## Begin Entries

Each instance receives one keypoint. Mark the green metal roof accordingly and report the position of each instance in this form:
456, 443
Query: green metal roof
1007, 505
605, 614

## End Entries

» **Objective**: Write out the records again, switching every "green metal roof" to "red tile roof" and changing nothing else.

» **Response**:
Each instance receives one keypoint. Mark the red tile roof accordingly and report the position of each instance in this form:
456, 443
Query: red tile roof
1007, 505
605, 614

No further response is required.